— Dataset content —
****************************************
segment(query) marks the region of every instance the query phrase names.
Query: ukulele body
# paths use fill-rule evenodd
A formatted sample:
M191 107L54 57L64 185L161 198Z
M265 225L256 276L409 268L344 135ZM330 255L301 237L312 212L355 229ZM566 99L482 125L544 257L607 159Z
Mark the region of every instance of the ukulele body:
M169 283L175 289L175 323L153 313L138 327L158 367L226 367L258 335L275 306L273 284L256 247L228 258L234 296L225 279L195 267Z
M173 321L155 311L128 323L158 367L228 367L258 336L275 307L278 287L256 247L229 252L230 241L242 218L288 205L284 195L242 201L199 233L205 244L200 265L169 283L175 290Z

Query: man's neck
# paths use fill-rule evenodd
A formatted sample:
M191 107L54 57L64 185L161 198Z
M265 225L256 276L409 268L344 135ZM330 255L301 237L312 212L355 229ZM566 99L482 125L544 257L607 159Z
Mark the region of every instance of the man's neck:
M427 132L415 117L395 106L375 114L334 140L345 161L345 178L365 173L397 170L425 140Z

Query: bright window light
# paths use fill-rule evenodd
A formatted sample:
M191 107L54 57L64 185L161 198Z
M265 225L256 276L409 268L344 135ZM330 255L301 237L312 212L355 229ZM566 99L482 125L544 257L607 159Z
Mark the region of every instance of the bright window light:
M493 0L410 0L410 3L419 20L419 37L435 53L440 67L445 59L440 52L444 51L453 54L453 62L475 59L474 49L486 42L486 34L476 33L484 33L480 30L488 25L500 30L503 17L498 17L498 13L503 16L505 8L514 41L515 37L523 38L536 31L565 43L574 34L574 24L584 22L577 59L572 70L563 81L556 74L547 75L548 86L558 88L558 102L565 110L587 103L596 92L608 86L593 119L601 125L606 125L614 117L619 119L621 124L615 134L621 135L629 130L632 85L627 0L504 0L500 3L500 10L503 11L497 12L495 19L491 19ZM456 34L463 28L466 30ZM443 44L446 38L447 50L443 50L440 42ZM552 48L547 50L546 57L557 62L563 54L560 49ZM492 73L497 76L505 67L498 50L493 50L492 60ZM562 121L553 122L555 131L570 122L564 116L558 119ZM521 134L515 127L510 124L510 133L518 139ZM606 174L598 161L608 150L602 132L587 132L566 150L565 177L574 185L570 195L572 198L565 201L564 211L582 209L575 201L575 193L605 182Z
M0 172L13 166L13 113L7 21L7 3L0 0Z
****************************************
— What is being asked —
Please render every line of the listing above as a Markdown table with the columns Row and Line, numbering the rows in order and leaving out blank lines.

— Right answer —
| Row | Line |
|---|---|
| 1 | segment(query) marks the region of every instance the query phrase names. |
| 2 | Query: ukulele body |
| 3 | # paths use fill-rule evenodd |
| 4 | A formatted sample: |
| 5 | M191 107L54 57L64 185L161 198Z |
| 6 | M265 225L256 276L409 268L344 135ZM330 255L301 237L312 212L355 229ZM566 99L482 125L544 257L607 159Z |
| 7 | Mark the region of every instance of the ukulele body: |
| 8 | M169 283L175 289L175 323L153 313L138 327L158 367L226 367L258 335L275 306L273 284L256 247L228 258L234 296L225 279L195 267Z |
| 9 | M173 321L155 311L128 323L158 367L228 367L258 336L275 307L278 287L256 247L229 252L230 241L242 218L288 205L284 195L242 201L199 233L205 244L200 265L169 283L175 290Z |
| 10 | Query: man's neck |
| 11 | # paths use fill-rule evenodd |
| 12 | A formatted sample: |
| 13 | M191 107L54 57L64 185L161 198Z |
| 14 | M265 225L256 276L409 268L344 135ZM330 255L301 237L312 212L355 229ZM566 99L482 125L544 257L607 159Z |
| 15 | Mark the region of every instance of the man's neck: |
| 16 | M427 132L415 117L395 106L375 114L334 140L345 161L345 178L365 173L397 170L425 140Z |
| 17 | Query: bright window light |
| 18 | # paths use fill-rule evenodd |
| 19 | A formatted sample: |
| 20 | M191 107L54 57L64 185L161 198Z |
| 21 | M265 225L256 276L409 268L344 135ZM330 255L301 237L312 212L355 229ZM566 99L482 125L544 257L607 159Z |
| 22 | Mark the region of every instance of the bright window light: |
| 23 | M493 0L410 0L410 3L419 20L419 37L435 53L440 67L445 59L440 52L444 51L453 54L453 62L475 59L474 49L486 42L486 34L476 33L484 33L480 30L488 25L500 30L503 17L498 17L498 13L503 16L505 8L514 41L515 37L523 38L536 31L565 43L574 34L574 24L584 22L577 59L572 70L563 81L556 74L547 75L548 86L558 88L558 102L565 110L587 103L596 92L608 86L593 119L601 125L606 125L614 117L619 119L621 124L615 134L621 135L629 130L632 85L627 0L504 0L500 3L500 10L503 11L497 12L495 19L491 19ZM456 34L463 28L466 30ZM443 44L446 38L447 50L443 50L440 42ZM552 48L547 50L546 57L557 62L563 54L560 49ZM492 73L497 76L505 67L498 50L493 50L492 60ZM562 121L553 122L555 131L570 122L564 116L558 119ZM521 134L515 127L510 124L510 133L518 139ZM606 174L598 161L608 150L602 132L587 132L566 150L565 177L574 185L570 195L572 198L565 201L564 211L582 209L575 201L575 193L605 182Z |
| 24 | M0 172L13 166L13 113L7 21L7 3L0 0Z |